## [Document excerpt]
################
As a result, the institute of marriage as it pertains to the African-American community has found itself on trial in the court of public opinion.

Usher’s marriage and eventual dissolution has been a hot button topic among many in the African-American community since Usher’s public courtship of Tameka began in 2007.

Questions have like, “what is the role of marriage in the African American community,” and “is there really a winner in a custody battle?” have arisen, but in order to find the correct answer, one must examine the AA marriage dynamic as a whole.

What is the role of Marriage in the AA Community?

The Institute of American Values states that “Marriage clearly appears to promote the economic, social, familial, and psychological well-being of African American men and women.”[2]

African Americans make up about 13 percent of the American population.[1]

Of those roughly 36 million people, only 34 percent of the African American populations (over the age of 15) have chosen marriage.[1]

Apparently, in the AA community, marriage has taken the back seat to mutually beneficial cohabitation.

Why are so few African Americans of age choosing not to get married?

Economist Steffan Reinhold, Ph.D. states that by “…2002, more than one-half of all women aged 19–44 had ever cohabited.”[5]

Basically, modern couples are choosing to live together and remain unmarried, as opposed to the more traditional practice of getting married and then moving in together.

With half of the American female population preferring the practice of “shacking up,” the institute of marriage has seemingly been replaced with an alternative that allows them to keep their options open.
################
## [Dataset extract]
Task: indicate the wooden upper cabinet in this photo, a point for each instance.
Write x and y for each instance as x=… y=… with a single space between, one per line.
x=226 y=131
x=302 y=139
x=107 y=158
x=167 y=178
################
## [To-do list]
A. What questions appear in the marriage excerpt, including those quoted inside sentences? List them all.
B. Write out the marriage excerpt from "Usher’s marriage and" up to and including "began in 2007.".
C. According to the marriage excerpt, in what year did Usher's public courtship of Tameka begin?

## [List of solutions]
A.
- "what is the role of marriage in the African American community"
- "is there really a winner in a custody battle?"
- "What is the role of Marriage in the AA Community?"
- "Why are so few African Americans of age choosing not to get married?"

B.
Usher’s marriage and eventual dissolution has been a hot button topic among many in the African-American community since Usher’s public courtship of Tameka began in 2007.

C. 2007